** Opening Available data block **

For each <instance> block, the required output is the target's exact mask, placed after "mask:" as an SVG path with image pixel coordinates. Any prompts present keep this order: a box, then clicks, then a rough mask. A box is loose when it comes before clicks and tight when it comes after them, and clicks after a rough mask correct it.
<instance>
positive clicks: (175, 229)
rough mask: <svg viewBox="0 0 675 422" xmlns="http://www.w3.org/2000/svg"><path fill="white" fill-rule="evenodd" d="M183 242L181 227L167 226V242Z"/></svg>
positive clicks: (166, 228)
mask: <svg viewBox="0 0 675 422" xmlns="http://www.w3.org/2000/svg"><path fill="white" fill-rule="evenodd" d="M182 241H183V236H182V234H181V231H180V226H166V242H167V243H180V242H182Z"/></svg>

** Closing Available data block **

**Activity**
Copy out every line of the records above word for word, leaving nothing out and changing nothing.

**Written answer**
For each <instance> block, the required output is the target's exact mask, placed after "mask:" as an SVG path with image pixel coordinates. Any prompts present keep this order: a box, then clicks, then a rough mask. A box is loose when it comes before clicks and tight when it comes after them, and clicks after a rough mask correct it.
<instance>
positive clicks: (175, 229)
rough mask: <svg viewBox="0 0 675 422" xmlns="http://www.w3.org/2000/svg"><path fill="white" fill-rule="evenodd" d="M183 242L181 227L167 226V242Z"/></svg>
positive clicks: (166, 228)
mask: <svg viewBox="0 0 675 422" xmlns="http://www.w3.org/2000/svg"><path fill="white" fill-rule="evenodd" d="M182 241H183V236H182V234H181V231H180V226H166V242H167V243H180V242H182Z"/></svg>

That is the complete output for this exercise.